EXERCISE GOAL: Reproduce the data below, swapping each occurrence of "response shape" for "output format" and leaving everything else unchanged.

##### SUPPLIED RECORDS #####

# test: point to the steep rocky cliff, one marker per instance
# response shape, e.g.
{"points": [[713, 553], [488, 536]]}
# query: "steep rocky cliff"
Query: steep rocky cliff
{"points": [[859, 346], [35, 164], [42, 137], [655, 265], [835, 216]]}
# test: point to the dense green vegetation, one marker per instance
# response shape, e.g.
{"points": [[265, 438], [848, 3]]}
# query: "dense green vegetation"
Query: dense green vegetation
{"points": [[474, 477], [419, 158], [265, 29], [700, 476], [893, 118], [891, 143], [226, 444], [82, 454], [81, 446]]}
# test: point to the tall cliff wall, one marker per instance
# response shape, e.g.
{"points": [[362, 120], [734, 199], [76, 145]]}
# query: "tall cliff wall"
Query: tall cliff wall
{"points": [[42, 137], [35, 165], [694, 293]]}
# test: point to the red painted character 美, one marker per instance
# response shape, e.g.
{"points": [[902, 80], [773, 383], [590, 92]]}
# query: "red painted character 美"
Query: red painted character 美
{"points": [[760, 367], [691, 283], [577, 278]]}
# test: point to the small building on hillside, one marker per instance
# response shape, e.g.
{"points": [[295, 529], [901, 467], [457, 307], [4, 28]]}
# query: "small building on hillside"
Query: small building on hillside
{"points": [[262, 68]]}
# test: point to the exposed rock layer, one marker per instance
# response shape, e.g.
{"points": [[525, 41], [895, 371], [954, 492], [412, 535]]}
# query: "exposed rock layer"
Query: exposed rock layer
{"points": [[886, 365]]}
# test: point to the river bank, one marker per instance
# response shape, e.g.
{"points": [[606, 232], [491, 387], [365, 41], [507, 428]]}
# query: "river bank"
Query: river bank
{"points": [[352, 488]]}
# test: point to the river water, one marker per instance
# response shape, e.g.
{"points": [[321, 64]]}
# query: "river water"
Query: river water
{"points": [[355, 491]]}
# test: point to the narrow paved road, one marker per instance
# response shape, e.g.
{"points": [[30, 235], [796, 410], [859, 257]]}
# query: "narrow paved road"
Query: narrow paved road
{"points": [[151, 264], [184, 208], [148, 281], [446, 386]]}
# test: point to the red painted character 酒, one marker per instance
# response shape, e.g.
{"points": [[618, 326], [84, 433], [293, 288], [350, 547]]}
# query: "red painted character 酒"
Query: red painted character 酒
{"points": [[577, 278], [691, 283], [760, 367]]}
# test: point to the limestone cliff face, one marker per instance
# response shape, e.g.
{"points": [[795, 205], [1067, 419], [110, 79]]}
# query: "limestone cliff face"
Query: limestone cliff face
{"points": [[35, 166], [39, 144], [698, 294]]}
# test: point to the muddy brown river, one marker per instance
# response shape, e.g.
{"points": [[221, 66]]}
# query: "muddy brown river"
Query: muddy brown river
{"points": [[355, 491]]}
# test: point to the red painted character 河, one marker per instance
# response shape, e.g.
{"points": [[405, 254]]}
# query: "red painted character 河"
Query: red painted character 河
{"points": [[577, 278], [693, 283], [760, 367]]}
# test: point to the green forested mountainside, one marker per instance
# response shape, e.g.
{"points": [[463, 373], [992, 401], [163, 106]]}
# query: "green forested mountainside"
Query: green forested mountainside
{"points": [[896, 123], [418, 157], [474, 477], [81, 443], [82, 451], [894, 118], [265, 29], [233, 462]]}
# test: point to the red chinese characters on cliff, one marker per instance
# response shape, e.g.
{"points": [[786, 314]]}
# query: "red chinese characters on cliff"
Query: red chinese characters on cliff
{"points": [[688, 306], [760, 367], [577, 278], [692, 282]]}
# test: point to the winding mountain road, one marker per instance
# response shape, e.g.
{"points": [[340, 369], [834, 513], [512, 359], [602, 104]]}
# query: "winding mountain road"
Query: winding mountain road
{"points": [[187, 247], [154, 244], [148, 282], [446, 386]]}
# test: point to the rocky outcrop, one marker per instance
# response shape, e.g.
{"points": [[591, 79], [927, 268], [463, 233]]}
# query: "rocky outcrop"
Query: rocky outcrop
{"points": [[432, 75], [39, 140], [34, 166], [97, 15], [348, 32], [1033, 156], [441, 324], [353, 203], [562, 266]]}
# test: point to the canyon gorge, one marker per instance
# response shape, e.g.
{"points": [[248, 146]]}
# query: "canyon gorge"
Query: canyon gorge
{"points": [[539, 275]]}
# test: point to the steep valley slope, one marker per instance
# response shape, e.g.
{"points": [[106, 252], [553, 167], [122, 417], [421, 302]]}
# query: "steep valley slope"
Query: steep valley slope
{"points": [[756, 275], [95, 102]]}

#####

FULL RESPONSE:
# test: point to the steep rocky cliff, one marker per instance
# output format, e.g.
{"points": [[713, 553], [488, 536]]}
# query: "steep rocky cliff"
Query: steep rocky cliff
{"points": [[859, 346], [35, 164], [42, 137], [655, 265], [835, 216]]}
# test: point to the dense green vegetation, one marker per instance
# output format, e.g.
{"points": [[265, 438], [848, 3]]}
# query: "dense green vegetation"
Query: dense green vegetation
{"points": [[474, 477], [419, 158], [265, 29], [700, 476], [893, 118], [891, 143], [226, 444], [82, 454], [81, 446]]}
# test: point to the tall cliff wall, one marker per instance
# output format, e.g.
{"points": [[362, 120], [734, 199], [76, 145]]}
# query: "tall cliff wall"
Query: tall cliff wall
{"points": [[42, 137], [35, 165], [694, 293]]}
# test: point to the red painted character 美, one marker per instance
# output format, e.g.
{"points": [[902, 80], [773, 383], [590, 92]]}
# query: "red painted character 美"
Query: red painted character 美
{"points": [[760, 367], [691, 283], [577, 278]]}
# test: point to the small building on hillside, one marker per instance
# output format, e.g.
{"points": [[295, 529], [901, 467], [457, 307], [4, 28]]}
# query: "small building on hillside"
Query: small building on hillside
{"points": [[262, 68]]}
# test: point to the exposed rock layer, one marker per instance
# output format, e.g.
{"points": [[525, 41], [895, 371], [954, 492], [412, 535]]}
# query: "exposed rock layer"
Query: exposed rock layer
{"points": [[886, 365]]}
# test: point to the river bank, one marker per instance
# output format, e.g.
{"points": [[606, 232], [491, 387], [365, 41], [507, 428]]}
# query: "river bank"
Query: river bank
{"points": [[352, 488]]}
# test: point to the river water, one marker per instance
# output format, e.g.
{"points": [[321, 64]]}
# query: "river water"
Query: river water
{"points": [[355, 491]]}
# test: point to the narrow paved road, one marker per instance
# output format, e.g.
{"points": [[30, 235], [796, 410], [859, 257]]}
# query: "narrow paved road"
Query: narrow paved road
{"points": [[151, 264], [184, 208], [148, 281], [446, 386]]}
# test: point to the red painted character 酒, one marker per instance
# output format, e.g.
{"points": [[618, 326], [84, 433], [293, 288], [350, 547]]}
# query: "red painted character 酒"
Query: red painted character 酒
{"points": [[577, 278], [691, 283], [760, 367]]}
# test: point to the limestone cliff face, one marker per instance
# output format, e.g.
{"points": [[795, 205], [1067, 419], [110, 79]]}
# query: "limestone cliff face"
Query: limestone cliff face
{"points": [[35, 166], [39, 144], [698, 294]]}
# test: point to the muddy brown river, one marker per instance
# output format, e.g.
{"points": [[221, 66]]}
# query: "muddy brown river"
Query: muddy brown river
{"points": [[355, 491]]}
# test: point to the red painted character 河, one marker per instance
# output format, e.g.
{"points": [[405, 254]]}
# query: "red painted character 河"
Query: red painted character 河
{"points": [[577, 278], [693, 283], [760, 367]]}
# test: point to the green forested mountainside, one marker per instance
# output format, e.g.
{"points": [[463, 373], [992, 401], [163, 106]]}
# query: "green forested mountainside"
Query: green forested mountainside
{"points": [[896, 123], [418, 157], [474, 477], [81, 443], [82, 451], [894, 118], [265, 29], [233, 462]]}
# test: point to the red chinese characters on cliff, one marker per instance
# output format, e.g.
{"points": [[786, 314]]}
# query: "red chinese characters on cliff"
Query: red chinese characters on cliff
{"points": [[688, 306], [760, 367], [577, 278], [692, 282]]}
# test: point to the winding mountain road, one marker per instance
# output format, e.g.
{"points": [[340, 369], [834, 513], [512, 359], [602, 104]]}
# query: "winding mountain road"
Query: winding mountain road
{"points": [[187, 247], [154, 244], [148, 282], [446, 386]]}
# test: point to the rocky outcrop, one marker per instance
# output format, e.g.
{"points": [[591, 79], [927, 268], [463, 233]]}
# query: "rocky outcrop"
Query: rocky outcrop
{"points": [[432, 75], [39, 140], [34, 166], [97, 15], [348, 32], [1033, 156], [441, 324], [353, 203], [562, 266]]}
# test: point to the canyon gorge, one marker per instance
# output format, e.g.
{"points": [[248, 146]]}
# query: "canyon gorge"
Query: canyon gorge
{"points": [[539, 275]]}
# test: point to the steep valley slope, one marker per instance
# output format, e.g.
{"points": [[106, 252], [553, 167], [122, 417], [421, 302]]}
# query: "steep valley slope"
Query: steep valley slope
{"points": [[756, 275], [95, 102]]}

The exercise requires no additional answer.